» Task goal
Reproduce verbatim the part of the material below that begins with the line containing "Could you point to the keyboard" and runs through the end of the material, including both of those ends.

----- Entries

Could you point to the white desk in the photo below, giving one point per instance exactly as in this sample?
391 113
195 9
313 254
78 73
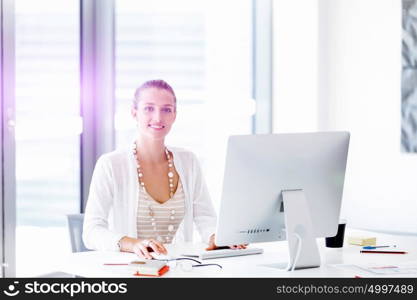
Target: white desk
91 264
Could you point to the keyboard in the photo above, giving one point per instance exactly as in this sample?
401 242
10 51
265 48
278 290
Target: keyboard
219 253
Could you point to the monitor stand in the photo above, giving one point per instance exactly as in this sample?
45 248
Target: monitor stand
302 245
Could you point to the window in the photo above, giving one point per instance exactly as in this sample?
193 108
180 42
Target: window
47 130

----------

» Task solution
Could you point to the keyboard in the photo above, giving one point per instance exactly as in this sample?
401 242
10 51
265 48
278 290
Target: keyboard
219 253
Could you point to the monitor stand in the photo above, giving one point per instance exactly as in this sample?
45 248
Target: monitor stand
302 245
Could you point to the window in the photo above, giving one point per instance exactly as in this sample?
193 108
180 42
Target: window
47 130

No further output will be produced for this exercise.